***** SUPPLIED MATERIAL *****

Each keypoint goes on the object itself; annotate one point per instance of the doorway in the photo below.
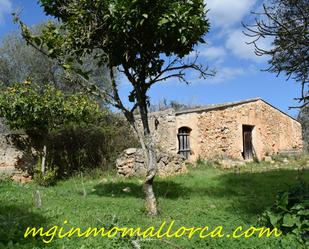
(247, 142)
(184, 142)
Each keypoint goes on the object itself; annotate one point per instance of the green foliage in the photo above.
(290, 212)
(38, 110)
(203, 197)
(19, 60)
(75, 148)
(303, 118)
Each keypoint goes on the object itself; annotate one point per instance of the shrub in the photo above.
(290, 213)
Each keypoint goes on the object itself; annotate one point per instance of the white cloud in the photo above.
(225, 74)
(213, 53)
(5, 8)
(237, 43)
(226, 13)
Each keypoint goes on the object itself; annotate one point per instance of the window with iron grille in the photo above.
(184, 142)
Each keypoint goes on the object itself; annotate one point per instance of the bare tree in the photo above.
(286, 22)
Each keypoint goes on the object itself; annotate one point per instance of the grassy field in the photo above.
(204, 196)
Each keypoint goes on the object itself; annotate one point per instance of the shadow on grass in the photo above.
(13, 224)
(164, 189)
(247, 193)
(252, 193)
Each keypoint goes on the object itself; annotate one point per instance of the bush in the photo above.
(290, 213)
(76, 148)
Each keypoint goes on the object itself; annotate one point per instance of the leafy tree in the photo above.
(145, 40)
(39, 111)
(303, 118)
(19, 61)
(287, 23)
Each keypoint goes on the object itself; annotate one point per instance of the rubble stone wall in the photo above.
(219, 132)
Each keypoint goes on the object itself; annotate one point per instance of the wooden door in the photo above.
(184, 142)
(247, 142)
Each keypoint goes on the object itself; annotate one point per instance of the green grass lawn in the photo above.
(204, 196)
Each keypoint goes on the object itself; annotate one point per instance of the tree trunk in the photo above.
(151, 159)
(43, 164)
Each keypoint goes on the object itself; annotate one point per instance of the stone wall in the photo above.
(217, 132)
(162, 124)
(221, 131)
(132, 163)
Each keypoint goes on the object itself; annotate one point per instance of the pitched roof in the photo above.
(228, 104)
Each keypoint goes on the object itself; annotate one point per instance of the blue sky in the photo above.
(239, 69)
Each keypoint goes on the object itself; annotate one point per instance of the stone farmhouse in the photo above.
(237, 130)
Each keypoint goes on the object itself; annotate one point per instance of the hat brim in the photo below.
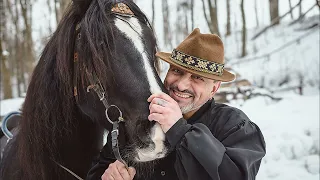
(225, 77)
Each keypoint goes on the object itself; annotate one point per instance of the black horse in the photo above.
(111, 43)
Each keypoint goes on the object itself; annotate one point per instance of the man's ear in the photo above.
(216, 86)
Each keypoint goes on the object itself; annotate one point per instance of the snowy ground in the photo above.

*****

- _TASK DIRECTIONS_:
Rewrite all of the items above, replacing "annotate" with "place" and leaving every other word unchanged. Omit the pictures from your version.

- _EXPECTED ANSWER_:
Each keypoint goes on the object itself; place one point per instance of the doorway in the photo below.
(247, 142)
(184, 142)
Each keypoint goes on the object itself; place one point per instance of the green foliage in the photo above.
(290, 212)
(38, 110)
(203, 197)
(19, 60)
(75, 148)
(303, 118)
Each keypoint goes on the object itself; place one point per instance of the shrub in the photo above.
(290, 213)
Each keypoint goes on the object itself; place one point per instance of the white cloud in the photo above.
(225, 74)
(213, 53)
(5, 8)
(237, 43)
(226, 13)
Each keypoint goes on the object itself; place one point per instance of the window with iron grille in the photo above.
(184, 142)
Each keypoint goes on the object itself; place one point per instance of the bare tree in the photo above.
(286, 22)
Each keypoint goes on the object itself; place one point per instance of the grassy field in the photo above.
(204, 196)
Each keypoint goes on the object itself; place one point per instance of the shadow on grass in the photo above.
(13, 224)
(164, 189)
(247, 193)
(252, 193)
Each keypoint goes on the object itself; place one point per instance of the bush in the photo above.
(290, 213)
(76, 148)
Each keypoint goes on the object itself; place one point per instance of the leafy tree in the photo above.
(145, 40)
(39, 111)
(303, 118)
(19, 61)
(287, 23)
Each keypoint goes on the object itself; place one point per instance of the rubble stone wall in the photo above.
(219, 132)
Each keypoint goes on the object itself; place one point per instance of the wooden door in the photo above.
(184, 142)
(247, 142)
Each keypoint goes on the object itself; place one point per instance of the green grass lawn in the photo above.
(204, 196)
Each keypoint goes on the object itself; place one point per instance of the tree trunk in the photo above.
(151, 159)
(43, 164)
Each keypoint goes on the object itself; place one point per instance of the stone wall in the photo above.
(217, 132)
(162, 124)
(221, 131)
(132, 163)
Each keypoint goes on the object itself; place one point per instance of the pitched roof in the photo above.
(228, 104)
Each keypoint goes on the object itself; place one point per instance of the blue sky in the photo above.
(239, 69)
Each keypoint goes on the object itself; place one point per instance of the stone farmhouse in the photo above.
(237, 130)
Each keypoint goes on the object itself; place one point per instance of the hat brim in the photo below.
(225, 77)
Each keypoint goes on the object itself; place one point per instance of the black horse in the photo above.
(111, 43)
Each keypoint goes on the object itself; place one point per instance of the man's ear in the photo above.
(216, 86)
Each keypoint goes on the object itself; place one point per instance of the snowy ground in the photo above.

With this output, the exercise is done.